[Stored items from the collection]
────────────────
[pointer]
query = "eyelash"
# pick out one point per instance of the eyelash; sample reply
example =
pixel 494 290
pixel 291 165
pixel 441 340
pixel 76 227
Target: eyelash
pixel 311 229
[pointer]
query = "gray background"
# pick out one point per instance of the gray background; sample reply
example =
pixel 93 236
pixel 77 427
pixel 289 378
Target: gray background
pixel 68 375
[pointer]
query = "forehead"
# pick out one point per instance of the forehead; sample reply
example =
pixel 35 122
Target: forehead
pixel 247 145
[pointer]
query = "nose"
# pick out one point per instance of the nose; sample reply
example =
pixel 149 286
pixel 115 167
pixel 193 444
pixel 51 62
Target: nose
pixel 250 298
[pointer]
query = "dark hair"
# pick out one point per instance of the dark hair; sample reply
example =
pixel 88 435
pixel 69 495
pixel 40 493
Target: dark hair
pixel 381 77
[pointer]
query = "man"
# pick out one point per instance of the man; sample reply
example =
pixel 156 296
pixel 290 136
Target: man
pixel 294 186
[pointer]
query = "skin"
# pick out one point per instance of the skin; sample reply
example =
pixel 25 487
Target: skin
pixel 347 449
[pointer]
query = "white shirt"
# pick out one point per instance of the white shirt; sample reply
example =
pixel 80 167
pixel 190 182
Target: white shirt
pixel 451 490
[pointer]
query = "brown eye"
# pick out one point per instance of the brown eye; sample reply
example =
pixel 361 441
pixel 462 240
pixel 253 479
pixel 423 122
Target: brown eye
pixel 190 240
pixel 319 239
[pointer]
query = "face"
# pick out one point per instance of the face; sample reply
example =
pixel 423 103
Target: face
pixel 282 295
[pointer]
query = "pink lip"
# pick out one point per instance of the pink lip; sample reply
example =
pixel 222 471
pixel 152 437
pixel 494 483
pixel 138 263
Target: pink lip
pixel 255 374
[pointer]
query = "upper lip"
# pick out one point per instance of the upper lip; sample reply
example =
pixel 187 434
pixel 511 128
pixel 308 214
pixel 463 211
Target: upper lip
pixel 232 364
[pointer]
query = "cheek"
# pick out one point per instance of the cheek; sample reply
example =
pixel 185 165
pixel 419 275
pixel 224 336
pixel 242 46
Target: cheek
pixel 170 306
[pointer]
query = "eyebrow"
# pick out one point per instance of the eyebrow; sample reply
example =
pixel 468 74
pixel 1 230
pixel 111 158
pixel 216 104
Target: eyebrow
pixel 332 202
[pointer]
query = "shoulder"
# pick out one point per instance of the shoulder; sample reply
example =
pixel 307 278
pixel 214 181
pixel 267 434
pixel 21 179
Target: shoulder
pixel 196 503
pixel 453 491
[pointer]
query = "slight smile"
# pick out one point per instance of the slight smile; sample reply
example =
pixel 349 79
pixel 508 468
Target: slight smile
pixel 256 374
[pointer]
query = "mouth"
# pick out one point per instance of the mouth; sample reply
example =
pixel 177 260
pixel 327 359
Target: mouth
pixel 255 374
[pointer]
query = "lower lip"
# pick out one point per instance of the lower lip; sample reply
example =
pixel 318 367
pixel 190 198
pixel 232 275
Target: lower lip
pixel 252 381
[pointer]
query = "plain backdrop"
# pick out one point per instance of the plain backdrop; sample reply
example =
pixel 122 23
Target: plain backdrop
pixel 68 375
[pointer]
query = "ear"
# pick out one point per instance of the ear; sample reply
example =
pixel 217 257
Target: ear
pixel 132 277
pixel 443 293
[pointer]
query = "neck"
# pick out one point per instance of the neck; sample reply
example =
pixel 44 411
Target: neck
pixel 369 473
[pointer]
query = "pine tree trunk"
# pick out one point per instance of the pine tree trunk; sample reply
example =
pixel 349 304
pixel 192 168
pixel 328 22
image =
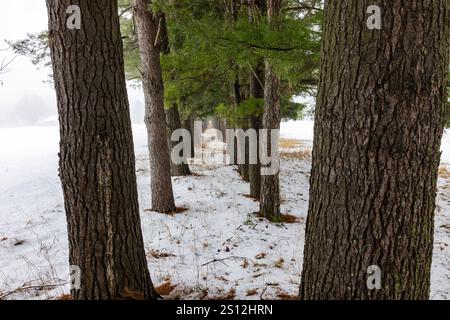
────────────────
Exercise instructions: Count the lines of the listing above that contain the string "slight", matching case exactly, and give only the number.

In response: 3